-- start EXTRACTED INFORMATION --

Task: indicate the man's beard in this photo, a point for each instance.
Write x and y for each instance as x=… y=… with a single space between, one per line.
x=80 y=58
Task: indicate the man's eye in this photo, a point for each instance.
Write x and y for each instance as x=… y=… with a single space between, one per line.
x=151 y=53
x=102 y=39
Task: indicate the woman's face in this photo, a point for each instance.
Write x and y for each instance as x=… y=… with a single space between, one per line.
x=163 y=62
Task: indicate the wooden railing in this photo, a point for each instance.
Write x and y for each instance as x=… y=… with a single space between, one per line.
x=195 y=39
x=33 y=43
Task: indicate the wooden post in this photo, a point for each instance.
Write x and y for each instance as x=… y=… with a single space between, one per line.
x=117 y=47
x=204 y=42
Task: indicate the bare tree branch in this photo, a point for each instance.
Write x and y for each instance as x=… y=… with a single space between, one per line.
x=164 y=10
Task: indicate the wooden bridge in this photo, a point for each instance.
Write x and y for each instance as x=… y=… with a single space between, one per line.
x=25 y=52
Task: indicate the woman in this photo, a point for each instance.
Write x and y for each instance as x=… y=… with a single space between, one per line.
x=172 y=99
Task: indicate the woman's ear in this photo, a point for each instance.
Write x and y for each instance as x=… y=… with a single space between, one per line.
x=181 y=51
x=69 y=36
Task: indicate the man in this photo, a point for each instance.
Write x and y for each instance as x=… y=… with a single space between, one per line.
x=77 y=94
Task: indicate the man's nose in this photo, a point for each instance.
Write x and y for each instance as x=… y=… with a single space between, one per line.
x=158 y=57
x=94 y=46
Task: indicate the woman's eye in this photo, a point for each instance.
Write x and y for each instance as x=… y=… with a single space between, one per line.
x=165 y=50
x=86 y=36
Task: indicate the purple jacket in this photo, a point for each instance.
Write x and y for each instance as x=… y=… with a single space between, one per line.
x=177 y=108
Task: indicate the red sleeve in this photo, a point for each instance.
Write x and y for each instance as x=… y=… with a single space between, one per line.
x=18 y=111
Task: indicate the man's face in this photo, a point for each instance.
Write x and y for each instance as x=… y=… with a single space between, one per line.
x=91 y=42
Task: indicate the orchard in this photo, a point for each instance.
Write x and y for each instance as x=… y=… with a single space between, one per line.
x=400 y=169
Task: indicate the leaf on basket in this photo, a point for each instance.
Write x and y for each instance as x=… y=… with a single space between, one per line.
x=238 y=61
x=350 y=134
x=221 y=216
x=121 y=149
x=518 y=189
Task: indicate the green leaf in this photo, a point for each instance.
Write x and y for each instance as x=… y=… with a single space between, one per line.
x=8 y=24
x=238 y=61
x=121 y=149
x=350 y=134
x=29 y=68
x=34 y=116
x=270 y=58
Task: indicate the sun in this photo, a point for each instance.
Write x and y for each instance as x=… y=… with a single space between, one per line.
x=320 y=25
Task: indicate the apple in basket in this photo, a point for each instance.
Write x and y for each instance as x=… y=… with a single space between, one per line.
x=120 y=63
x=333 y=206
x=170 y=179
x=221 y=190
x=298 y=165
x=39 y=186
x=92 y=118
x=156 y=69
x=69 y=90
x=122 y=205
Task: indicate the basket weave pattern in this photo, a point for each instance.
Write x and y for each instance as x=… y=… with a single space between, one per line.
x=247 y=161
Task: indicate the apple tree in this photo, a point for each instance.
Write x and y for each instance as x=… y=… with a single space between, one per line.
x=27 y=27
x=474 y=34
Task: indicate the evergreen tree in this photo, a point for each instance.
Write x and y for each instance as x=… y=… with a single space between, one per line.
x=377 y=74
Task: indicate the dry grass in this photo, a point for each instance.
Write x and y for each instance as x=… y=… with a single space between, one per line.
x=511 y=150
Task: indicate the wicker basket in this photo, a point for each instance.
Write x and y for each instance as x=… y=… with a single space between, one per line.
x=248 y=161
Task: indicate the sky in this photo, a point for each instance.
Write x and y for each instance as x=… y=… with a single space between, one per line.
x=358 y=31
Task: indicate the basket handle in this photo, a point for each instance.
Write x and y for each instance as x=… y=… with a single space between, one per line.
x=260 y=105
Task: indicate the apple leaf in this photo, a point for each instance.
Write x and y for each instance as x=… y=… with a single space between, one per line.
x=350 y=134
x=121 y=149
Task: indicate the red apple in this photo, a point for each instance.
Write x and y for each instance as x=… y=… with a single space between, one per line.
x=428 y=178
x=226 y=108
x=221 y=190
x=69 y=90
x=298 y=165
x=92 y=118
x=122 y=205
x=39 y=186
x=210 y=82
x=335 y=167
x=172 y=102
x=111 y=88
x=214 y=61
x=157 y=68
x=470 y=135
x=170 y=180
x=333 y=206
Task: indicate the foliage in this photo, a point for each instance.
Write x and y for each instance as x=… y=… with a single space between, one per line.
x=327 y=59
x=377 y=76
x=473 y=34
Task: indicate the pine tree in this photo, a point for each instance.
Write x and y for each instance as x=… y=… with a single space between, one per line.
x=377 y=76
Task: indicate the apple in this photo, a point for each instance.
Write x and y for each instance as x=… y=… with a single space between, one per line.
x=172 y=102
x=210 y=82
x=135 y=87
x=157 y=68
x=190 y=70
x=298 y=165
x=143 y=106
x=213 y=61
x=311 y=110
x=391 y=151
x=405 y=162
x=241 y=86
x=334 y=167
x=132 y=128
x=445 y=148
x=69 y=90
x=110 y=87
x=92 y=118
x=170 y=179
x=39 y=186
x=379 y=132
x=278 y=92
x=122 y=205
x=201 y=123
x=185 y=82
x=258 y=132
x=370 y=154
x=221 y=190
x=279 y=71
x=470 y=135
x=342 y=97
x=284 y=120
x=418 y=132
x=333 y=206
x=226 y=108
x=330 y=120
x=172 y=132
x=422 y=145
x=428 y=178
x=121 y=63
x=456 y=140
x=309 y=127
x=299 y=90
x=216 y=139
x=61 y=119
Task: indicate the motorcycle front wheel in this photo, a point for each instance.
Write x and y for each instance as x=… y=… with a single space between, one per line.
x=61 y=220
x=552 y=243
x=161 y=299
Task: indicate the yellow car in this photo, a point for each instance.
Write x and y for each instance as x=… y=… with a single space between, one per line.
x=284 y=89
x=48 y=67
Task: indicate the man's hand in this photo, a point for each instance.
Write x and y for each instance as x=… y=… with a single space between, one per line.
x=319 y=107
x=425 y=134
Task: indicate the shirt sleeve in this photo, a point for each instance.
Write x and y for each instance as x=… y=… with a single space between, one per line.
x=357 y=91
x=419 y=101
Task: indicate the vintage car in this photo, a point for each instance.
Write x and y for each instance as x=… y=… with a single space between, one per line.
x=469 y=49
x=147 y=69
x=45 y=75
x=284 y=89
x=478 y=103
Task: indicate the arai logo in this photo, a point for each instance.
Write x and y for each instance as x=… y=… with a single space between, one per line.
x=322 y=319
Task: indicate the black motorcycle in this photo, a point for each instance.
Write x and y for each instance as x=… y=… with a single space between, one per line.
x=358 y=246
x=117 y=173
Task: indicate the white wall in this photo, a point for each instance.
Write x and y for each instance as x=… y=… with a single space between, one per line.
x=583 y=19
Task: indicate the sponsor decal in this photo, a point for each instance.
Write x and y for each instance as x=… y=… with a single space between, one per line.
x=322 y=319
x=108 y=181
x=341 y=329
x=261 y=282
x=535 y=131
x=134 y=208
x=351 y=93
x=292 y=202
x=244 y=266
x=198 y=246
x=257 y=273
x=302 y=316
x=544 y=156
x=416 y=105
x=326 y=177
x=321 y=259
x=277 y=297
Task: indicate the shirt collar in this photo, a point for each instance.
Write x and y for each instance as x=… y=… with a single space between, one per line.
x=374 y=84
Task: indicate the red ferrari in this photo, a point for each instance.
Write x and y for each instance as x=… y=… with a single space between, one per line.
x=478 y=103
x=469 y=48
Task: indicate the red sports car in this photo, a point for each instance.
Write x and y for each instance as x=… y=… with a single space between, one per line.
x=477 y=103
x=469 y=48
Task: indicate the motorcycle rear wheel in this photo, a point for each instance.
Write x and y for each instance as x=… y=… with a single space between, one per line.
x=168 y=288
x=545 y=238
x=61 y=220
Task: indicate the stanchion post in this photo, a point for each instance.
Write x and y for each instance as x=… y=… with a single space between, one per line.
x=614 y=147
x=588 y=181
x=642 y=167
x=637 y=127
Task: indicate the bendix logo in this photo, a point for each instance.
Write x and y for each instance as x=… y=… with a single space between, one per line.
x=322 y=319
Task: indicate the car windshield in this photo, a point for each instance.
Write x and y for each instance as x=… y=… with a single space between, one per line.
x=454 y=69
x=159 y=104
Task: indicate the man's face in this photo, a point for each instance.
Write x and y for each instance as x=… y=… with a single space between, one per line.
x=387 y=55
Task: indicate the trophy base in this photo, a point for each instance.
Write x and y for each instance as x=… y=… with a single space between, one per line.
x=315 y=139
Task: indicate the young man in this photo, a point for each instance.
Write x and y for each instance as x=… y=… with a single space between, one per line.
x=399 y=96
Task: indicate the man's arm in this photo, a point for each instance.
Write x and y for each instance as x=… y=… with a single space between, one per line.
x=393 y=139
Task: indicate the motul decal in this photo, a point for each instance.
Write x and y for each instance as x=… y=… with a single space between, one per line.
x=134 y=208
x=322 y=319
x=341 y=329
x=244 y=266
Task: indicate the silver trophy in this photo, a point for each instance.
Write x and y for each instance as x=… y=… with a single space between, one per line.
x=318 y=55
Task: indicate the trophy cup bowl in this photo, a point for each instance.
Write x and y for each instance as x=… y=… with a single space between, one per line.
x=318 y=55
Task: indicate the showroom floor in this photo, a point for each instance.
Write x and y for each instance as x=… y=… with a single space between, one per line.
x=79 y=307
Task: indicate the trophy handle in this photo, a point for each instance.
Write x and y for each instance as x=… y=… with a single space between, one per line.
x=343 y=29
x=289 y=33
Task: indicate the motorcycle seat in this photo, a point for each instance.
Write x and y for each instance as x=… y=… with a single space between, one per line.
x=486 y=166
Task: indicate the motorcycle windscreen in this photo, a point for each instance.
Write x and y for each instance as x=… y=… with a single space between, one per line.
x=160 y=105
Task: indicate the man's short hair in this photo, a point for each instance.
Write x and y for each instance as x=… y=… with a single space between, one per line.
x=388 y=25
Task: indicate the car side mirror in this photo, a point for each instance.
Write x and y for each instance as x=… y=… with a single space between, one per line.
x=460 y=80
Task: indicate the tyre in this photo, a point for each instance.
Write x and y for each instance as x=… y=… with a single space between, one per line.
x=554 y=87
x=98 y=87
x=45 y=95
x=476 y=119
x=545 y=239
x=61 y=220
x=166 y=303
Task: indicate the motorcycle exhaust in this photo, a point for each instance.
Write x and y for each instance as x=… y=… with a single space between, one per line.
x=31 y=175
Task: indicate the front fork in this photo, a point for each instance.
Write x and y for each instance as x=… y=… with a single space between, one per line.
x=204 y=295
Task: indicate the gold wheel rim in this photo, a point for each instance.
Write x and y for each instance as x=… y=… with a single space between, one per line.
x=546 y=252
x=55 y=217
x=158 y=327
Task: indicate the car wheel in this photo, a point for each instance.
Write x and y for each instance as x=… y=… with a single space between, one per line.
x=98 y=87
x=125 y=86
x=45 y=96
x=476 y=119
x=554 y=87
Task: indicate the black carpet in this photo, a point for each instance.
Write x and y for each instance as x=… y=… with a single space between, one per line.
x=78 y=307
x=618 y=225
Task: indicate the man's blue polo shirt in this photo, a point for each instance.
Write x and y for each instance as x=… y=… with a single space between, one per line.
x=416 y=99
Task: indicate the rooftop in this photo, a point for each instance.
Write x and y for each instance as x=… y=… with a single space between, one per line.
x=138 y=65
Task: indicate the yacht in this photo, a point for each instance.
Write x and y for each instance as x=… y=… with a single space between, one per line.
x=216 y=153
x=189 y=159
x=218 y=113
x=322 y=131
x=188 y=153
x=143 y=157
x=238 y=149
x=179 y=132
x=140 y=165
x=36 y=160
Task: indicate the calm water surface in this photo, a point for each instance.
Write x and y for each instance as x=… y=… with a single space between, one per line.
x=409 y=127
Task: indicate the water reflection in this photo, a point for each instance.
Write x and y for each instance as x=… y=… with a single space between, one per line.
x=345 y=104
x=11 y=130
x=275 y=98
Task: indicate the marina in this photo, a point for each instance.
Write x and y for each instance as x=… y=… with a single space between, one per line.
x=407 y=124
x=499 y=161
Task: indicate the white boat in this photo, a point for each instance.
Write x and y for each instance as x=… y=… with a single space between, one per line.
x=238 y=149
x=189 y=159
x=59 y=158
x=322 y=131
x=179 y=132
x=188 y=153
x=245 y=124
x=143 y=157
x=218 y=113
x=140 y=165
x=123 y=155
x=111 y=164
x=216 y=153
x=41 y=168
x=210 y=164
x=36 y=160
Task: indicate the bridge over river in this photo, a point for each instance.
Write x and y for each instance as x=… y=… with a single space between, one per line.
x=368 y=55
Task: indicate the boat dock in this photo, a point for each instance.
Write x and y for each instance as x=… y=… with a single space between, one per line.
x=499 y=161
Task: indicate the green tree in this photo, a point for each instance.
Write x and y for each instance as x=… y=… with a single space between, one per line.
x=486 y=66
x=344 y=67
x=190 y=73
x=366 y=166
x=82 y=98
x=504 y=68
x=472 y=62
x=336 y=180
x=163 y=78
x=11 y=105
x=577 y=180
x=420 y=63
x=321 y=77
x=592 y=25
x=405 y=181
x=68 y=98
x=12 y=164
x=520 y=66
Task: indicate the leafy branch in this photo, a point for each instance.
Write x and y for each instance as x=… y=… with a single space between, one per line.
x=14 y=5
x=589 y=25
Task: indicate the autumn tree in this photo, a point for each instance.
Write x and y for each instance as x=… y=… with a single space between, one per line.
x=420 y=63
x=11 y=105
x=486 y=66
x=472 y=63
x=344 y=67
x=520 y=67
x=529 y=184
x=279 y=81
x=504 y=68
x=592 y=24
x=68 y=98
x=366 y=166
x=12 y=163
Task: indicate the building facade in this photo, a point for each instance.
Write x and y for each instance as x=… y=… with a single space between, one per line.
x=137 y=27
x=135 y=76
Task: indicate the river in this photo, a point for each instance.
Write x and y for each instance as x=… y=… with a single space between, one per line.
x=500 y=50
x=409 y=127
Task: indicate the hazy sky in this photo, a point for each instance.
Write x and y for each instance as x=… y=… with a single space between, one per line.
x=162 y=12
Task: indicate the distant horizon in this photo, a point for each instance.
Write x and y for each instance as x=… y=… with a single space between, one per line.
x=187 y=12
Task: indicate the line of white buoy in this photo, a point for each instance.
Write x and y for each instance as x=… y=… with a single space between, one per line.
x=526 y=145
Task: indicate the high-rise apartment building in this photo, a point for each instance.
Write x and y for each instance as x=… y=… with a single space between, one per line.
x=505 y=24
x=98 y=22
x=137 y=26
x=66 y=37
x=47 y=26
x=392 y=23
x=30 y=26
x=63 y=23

-- end EXTRACTED INFORMATION --

▸ PROBLEM DETAILS: Please convert the lines of the items into a Markdown table with the columns n and Line, numbering each row and leaving out blank lines. Begin at the line that has "Task: indicate the motorcycle windscreen" and stop after the line that has "x=158 y=327".

▸ THE RESPONSE:
| n | Line |
|---|---|
| 1 | Task: indicate the motorcycle windscreen in this photo, a point for each instance. |
| 2 | Write x and y for each instance as x=… y=… with a single space between, one per line. |
| 3 | x=160 y=105 |
| 4 | Task: indicate the man's short hair in this photo, a point for each instance. |
| 5 | Write x and y for each instance as x=… y=… with a single space between, one per line. |
| 6 | x=388 y=25 |
| 7 | Task: indicate the car side mirror in this photo, a point for each instance. |
| 8 | Write x and y for each instance as x=… y=… with a single space between, one per line. |
| 9 | x=460 y=80 |
| 10 | Task: indicate the tyre in this photo, a point for each instance. |
| 11 | Write x and y for each instance as x=… y=… with a single space between, one per line. |
| 12 | x=554 y=87 |
| 13 | x=98 y=87 |
| 14 | x=45 y=95 |
| 15 | x=476 y=119 |
| 16 | x=545 y=239 |
| 17 | x=61 y=220 |
| 18 | x=166 y=303 |
| 19 | Task: indicate the motorcycle exhaust in this photo, a point for each instance. |
| 20 | Write x and y for each instance as x=… y=… with a single space between, one per line. |
| 21 | x=31 y=175 |
| 22 | Task: indicate the front fork in this photo, a point for each instance. |
| 23 | Write x and y for each instance as x=… y=… with a single space between, one per line. |
| 24 | x=204 y=295 |
| 25 | Task: indicate the gold wheel rim in this photo, a point for each instance. |
| 26 | Write x and y for each instance as x=… y=… with a single space between, one per line. |
| 27 | x=546 y=252 |
| 28 | x=55 y=217 |
| 29 | x=158 y=327 |